[RECORDS SUPPLIED]

--- --- ---

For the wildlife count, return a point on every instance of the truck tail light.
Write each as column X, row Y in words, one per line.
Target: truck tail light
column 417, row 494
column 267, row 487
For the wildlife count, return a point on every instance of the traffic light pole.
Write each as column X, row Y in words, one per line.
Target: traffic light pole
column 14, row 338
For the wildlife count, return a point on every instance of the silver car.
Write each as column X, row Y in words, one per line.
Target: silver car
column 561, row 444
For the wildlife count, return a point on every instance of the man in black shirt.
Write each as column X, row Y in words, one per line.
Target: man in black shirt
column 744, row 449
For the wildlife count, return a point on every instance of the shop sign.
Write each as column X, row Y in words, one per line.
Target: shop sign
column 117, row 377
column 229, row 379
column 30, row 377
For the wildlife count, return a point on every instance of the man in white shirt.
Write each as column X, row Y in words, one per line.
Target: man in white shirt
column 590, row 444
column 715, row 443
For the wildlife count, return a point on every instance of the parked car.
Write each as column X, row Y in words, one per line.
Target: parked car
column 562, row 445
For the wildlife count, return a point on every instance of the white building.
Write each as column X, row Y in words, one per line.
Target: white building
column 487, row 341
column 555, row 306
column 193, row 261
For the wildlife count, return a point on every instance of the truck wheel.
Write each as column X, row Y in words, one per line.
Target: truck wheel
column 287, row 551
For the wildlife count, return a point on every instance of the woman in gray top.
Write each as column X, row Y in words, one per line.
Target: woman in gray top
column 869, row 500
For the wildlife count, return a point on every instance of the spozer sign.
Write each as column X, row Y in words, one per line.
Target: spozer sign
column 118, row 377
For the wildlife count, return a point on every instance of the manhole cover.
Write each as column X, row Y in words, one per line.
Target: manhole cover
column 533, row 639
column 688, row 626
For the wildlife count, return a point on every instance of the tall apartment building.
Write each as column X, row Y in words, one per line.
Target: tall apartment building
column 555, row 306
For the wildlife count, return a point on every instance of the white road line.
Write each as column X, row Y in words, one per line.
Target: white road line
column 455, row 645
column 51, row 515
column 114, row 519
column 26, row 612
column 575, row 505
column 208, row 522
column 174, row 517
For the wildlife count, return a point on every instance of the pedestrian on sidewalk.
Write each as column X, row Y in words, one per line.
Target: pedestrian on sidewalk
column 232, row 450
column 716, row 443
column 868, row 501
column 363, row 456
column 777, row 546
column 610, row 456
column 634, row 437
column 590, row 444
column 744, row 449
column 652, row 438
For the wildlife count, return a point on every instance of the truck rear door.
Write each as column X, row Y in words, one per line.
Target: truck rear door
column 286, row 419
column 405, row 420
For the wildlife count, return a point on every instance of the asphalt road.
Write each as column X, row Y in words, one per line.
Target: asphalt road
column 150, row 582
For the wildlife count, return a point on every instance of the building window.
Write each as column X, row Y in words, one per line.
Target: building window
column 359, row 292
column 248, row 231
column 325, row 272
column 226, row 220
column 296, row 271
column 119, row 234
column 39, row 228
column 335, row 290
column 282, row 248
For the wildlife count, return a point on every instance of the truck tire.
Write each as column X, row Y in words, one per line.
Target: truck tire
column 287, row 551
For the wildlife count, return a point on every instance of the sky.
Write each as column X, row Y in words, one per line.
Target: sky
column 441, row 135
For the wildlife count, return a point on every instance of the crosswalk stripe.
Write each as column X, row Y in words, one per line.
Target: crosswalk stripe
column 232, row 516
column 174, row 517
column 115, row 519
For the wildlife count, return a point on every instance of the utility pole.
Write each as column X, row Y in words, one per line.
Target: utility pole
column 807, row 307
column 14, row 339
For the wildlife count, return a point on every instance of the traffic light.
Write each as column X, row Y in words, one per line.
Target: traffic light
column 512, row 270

--- --- ---

[TASK REQUIREMENTS] Retype all of the entries above word for word, keeping every line as it stands.

[SOLUTION FOR THIS EXERCISE]
For the wildlife count, return a point on every instance of the truck tail light.
Write each as column X, row Y in words, one per line.
Target: truck tail light
column 417, row 494
column 267, row 487
For the wildlife count, return a point on every instance of the traffic light pole.
Write each as column X, row Y in words, one per line.
Target: traffic light pole
column 14, row 338
For the wildlife count, return a point on every instance of the silver car.
Write each as column X, row Y in words, one per line.
Target: silver car
column 561, row 444
For the wildlife count, return a point on every instance of the man in black shirt.
Write each as column X, row Y in words, one per line.
Target: man in black shirt
column 744, row 449
For the wildlife count, return a point on every instance of the shop sign.
Write each as column X, row Y in words, one per line.
Target: shop sign
column 117, row 377
column 229, row 379
column 30, row 377
For the wildlife count, return a point on every instance of the man in white shirt.
Write each as column X, row Y in words, one per line.
Target: man in white shirt
column 590, row 444
column 715, row 443
For the wildlife count, return a point on every instance of the parked car.
Write each as column X, row Y in words, one per line.
Target: parked car
column 562, row 445
For the wildlife count, return a point on every instance of the white building.
Write each as column X, row Y in words, one per line.
Target: white building
column 487, row 341
column 555, row 306
column 193, row 261
For the wildlife count, return a point on every instance of the truck wheel.
Write each as column X, row Y in words, one per line.
Target: truck wheel
column 287, row 551
For the wildlife count, return a point on every instance of the woman in gray top.
Write each as column X, row Y in words, one per line.
Target: woman in gray top
column 869, row 500
For the wildlife count, return a point on every instance of the spozer sign.
Write each as column X, row Y in words, one per line.
Target: spozer sign
column 118, row 377
For the wildlife count, return a point on every instance of the manhole cover.
Write each as column X, row Y in words, one per line.
Target: manhole cover
column 533, row 639
column 688, row 626
For the wildlife count, return a point on every instance of the tall apartment building.
Write each as column X, row Y in words, one per line.
Target: tall apartment building
column 555, row 306
For the wildlife count, return a point on every instance of the white road line.
Write each as column X, row Y in words, one per line.
Target: white road line
column 455, row 645
column 51, row 515
column 114, row 519
column 26, row 612
column 575, row 505
column 208, row 522
column 174, row 517
For the wildlife count, return a point on every instance of the pedestrian on sidewalk.
Write each as column X, row Y in words, one per line.
Target: pedestrian on sidewalk
column 232, row 450
column 716, row 443
column 868, row 501
column 363, row 456
column 777, row 546
column 610, row 456
column 634, row 437
column 590, row 444
column 744, row 449
column 652, row 438
For the wildlife count, return a point on every instance of the truck rear door.
Write each as column X, row Y in words, one per line.
Target: truck rear door
column 286, row 419
column 405, row 420
For the wildlife count, return a point on every instance of the asphalt road.
Write each as column X, row Y in words, one per line.
Target: asphalt road
column 150, row 582
For the wildlife count, return a point on every instance of the building window.
Write each as column X, row Y in words, one per line.
Target: building window
column 359, row 292
column 248, row 231
column 325, row 272
column 226, row 220
column 296, row 271
column 119, row 234
column 39, row 228
column 335, row 290
column 282, row 248
For the wildlife count, return a point on every instance of the truck tire.
Write each as column X, row Y in words, one per line.
Target: truck tire
column 287, row 551
For the wildlife count, return a point on every instance of the sky.
Write each as column X, row Y in words, one per line.
Target: sky
column 441, row 135
For the wildlife count, return a point on every instance of the crosswalk stripe.
Write each as column X, row Y in words, one per line.
Target: crosswalk stripe
column 232, row 516
column 174, row 517
column 115, row 519
For the wildlife count, return a point on every instance of the utility pole.
Write each as column X, row Y in words, one per line.
Target: utility pole
column 807, row 307
column 14, row 339
For the wildlife count, return a point on every instance of the traffic light.
Write each as column X, row Y in words, one per line.
Target: traffic light
column 512, row 270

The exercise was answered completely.